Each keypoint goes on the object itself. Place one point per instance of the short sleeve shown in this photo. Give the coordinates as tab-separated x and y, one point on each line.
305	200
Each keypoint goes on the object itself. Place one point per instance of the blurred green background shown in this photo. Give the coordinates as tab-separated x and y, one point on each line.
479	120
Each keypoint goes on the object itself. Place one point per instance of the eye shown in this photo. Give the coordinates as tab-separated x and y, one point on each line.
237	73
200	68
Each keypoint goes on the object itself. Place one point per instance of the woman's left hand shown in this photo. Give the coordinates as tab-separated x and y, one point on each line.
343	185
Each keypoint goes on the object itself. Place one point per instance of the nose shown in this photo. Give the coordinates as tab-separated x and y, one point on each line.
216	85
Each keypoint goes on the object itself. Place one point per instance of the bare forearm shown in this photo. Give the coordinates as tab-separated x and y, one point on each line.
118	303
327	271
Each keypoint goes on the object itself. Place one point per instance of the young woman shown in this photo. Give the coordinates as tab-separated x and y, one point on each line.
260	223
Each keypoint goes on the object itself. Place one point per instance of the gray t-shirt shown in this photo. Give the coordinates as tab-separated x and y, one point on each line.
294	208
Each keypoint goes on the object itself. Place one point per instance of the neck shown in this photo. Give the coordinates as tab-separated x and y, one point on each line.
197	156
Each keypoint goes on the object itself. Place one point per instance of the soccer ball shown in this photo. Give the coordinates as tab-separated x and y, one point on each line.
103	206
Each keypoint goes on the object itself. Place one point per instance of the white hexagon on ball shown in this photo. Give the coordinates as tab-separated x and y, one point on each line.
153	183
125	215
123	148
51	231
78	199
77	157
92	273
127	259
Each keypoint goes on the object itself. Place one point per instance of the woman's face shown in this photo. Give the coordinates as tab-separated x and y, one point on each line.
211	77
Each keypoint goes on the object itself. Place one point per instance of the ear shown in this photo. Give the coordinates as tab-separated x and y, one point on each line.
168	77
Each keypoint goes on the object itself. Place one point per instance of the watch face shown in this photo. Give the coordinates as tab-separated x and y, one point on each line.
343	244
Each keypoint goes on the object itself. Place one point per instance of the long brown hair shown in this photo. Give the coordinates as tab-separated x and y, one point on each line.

» **Stated task**:
Reproduce all of the entries above word for word, keeping their original order and line breaks.

» **Written reply**:
Each keypoint goes on the object itself. Place one point per instance of the short sleeve shown in this photo. Give the coordinates as tab-separated x and y, one point on each line.
305	200
Each keypoint goes on the object itself. Place one point per instance of the blurred green background shown in this photo. Give the coordinates as tab-separated x and y, one point on each line.
479	120
Each keypoint goes on the object itself. Place one point per instance of the eye shown in this photo. Give the coordinates as tab-separated x and y, one point on each line.
237	73
200	68
Each keypoint goes on the object itself. Place one point per instance of the woman's left hand shown in this photo. Give the coordinates as tab-separated x and y, one point on each line.
343	185
Each keypoint goes on the object itself. Place one point per instance of the nose shown in this photo. Give the coordinates as tab-separated x and y, one point on each line.
216	85
Each keypoint goes on the object itself. Place one point per instance of the bare forearm shown in this photo. Give the coordinates as tab-separated x and y, one point on each line.
118	303
327	271
Each keypoint goes on the object itself. Place one point per instance of the young woman shown in this photo. Give the coordinates as tab-separated x and y, one point on each line.
260	223
Each keypoint goes on the object itself. Place one point per instance of the gray t-shirt shown in this photo. Give the coordinates as tab-separated x and y, one point on each line.
294	208
Each keypoint goes on the object itself. Place one point per instance of the neck shown in this photo. Give the coordinates as tab-separated x and y, one point on each line.
197	156
Each keypoint goes on the object itself. Place one point per instance of the soccer ball shown in this photo. Give the coordinates as tab-separated x and y, one point on each line.
103	206
Each keypoint goes on the object itself. Place one point per instance of the white hexagon on ball shown in this photo. Give the coordinates as tab-separated x and y, one point on each line.
153	183
125	215
123	148
51	231
78	199
77	157
92	273
127	259
Each keypoint goes on the object itself. Place one point per instance of the woman's face shown in this photo. Give the coordinates as tab-separated x and y, one point on each line.
211	77
Each keypoint goes on the object itself. Place one point per instance of the ear shown in this photo. Give the coordinates as tab-separated x and y, one point on each line.
168	77
Each keypoint goes on the object itself. Place one point per instance of the watch face shown in this photo. Give the coordinates as tab-separated x and y, one point on each line.
343	244
Each keypoint goes on the object itself. Place one point per instance of the long brown hair shown in this photo. Give the coordinates as tab-separated x and y, one point on each line.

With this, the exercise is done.